>> BEGIN

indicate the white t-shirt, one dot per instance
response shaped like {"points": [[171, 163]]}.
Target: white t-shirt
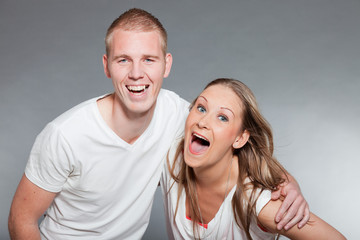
{"points": [[105, 185], [222, 226]]}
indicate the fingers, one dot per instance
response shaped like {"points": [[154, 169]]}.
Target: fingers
{"points": [[297, 218], [275, 195], [288, 201], [306, 216], [297, 213]]}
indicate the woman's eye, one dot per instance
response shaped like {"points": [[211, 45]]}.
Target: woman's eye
{"points": [[223, 118], [201, 108]]}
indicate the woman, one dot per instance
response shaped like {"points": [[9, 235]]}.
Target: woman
{"points": [[220, 176]]}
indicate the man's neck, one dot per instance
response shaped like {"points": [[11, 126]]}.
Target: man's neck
{"points": [[126, 124]]}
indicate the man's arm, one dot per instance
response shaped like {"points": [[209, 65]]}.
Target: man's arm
{"points": [[294, 209], [29, 203], [316, 228]]}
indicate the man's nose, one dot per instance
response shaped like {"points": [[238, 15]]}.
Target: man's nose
{"points": [[136, 71], [203, 121]]}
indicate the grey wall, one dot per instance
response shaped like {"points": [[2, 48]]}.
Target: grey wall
{"points": [[300, 57]]}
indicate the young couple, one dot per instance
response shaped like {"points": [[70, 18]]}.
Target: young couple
{"points": [[94, 169]]}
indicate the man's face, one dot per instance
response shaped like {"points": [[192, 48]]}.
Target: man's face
{"points": [[137, 65]]}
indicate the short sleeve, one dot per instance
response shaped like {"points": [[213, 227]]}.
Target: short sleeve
{"points": [[50, 160]]}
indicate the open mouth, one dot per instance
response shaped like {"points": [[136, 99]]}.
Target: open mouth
{"points": [[198, 144], [137, 90]]}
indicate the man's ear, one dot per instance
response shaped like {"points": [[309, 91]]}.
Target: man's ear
{"points": [[241, 140], [168, 63], [106, 66]]}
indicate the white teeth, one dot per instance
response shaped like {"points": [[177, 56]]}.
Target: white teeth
{"points": [[136, 88], [200, 137]]}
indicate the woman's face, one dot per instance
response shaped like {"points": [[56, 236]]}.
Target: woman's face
{"points": [[213, 128]]}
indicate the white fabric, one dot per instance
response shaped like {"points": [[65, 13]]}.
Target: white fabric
{"points": [[222, 226], [105, 185]]}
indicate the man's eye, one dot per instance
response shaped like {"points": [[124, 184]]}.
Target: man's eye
{"points": [[201, 108], [223, 118]]}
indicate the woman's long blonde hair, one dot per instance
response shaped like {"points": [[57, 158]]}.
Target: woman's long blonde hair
{"points": [[255, 158]]}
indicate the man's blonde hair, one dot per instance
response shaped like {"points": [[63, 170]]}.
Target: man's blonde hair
{"points": [[136, 19]]}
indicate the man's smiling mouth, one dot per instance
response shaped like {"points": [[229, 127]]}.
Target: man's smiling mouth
{"points": [[137, 89]]}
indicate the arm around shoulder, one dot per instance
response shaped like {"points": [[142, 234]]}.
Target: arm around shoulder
{"points": [[316, 228], [29, 203]]}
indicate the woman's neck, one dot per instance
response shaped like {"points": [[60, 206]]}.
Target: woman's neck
{"points": [[216, 177]]}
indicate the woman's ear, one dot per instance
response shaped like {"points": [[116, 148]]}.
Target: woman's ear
{"points": [[241, 140]]}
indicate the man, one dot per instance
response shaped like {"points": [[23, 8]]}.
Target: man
{"points": [[95, 168]]}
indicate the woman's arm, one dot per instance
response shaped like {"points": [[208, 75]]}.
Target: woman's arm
{"points": [[316, 228], [294, 209]]}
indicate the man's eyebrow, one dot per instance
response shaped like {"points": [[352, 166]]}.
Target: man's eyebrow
{"points": [[151, 56], [121, 56]]}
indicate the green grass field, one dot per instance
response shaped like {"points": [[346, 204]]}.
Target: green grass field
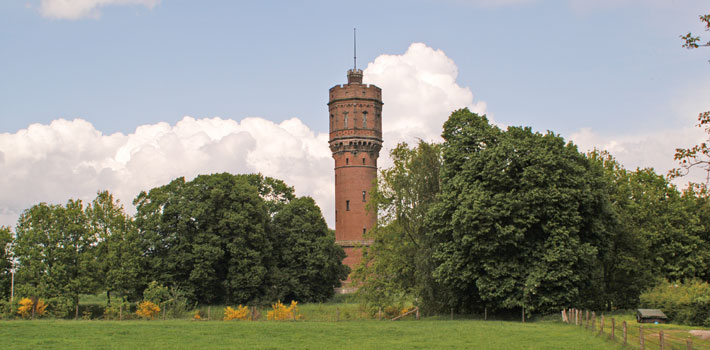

>> END

= TASK TO COMPLETE =
Can you copy the lines word for word, starting at the one that contains "indicate the woman's long" and ending at the last line of the records, with the pictures left out?

= FINAL RESULT =
indicate the woman's long blonde hair, one dot per instance
response shaped like {"points": [[57, 158]]}.
Target: woman's long blonde hair
{"points": [[255, 158]]}
indicate the man's blonde hair, one dot per instance
response shaped like {"points": [[63, 170]]}.
Target: man's blonde hair
{"points": [[136, 19]]}
indicate the man's smiling mouth, one dot per instance
response shaped like {"points": [[229, 127]]}.
Target: man's smiling mouth
{"points": [[137, 89]]}
indicate the arm around shoulder, one dot per instance
response shaped like {"points": [[142, 234]]}.
Target: arm around shoulder
{"points": [[316, 228], [29, 203]]}
indicate the woman's neck, one dot per instance
response shaped like {"points": [[60, 206]]}.
Target: woman's neck
{"points": [[216, 177]]}
indicate the woman's ear, one dot per instance
response shaped like {"points": [[116, 148]]}.
Target: woman's ear
{"points": [[241, 140]]}
indicate the man, one dot per instance
response shaped like {"points": [[23, 8]]}.
Target: man
{"points": [[95, 168]]}
indicate the woman's arm, one dot per instance
response shaped like {"points": [[208, 75]]}.
Target: woman's arm
{"points": [[316, 228], [294, 209]]}
indicate the man's eyebrow, one dot per instance
response shaped like {"points": [[352, 166]]}.
Target: man's eyebrow
{"points": [[151, 56], [121, 56]]}
indicate the green grass field, one dot per instance
response shaped like {"points": [[346, 204]]}.
Target: green grass field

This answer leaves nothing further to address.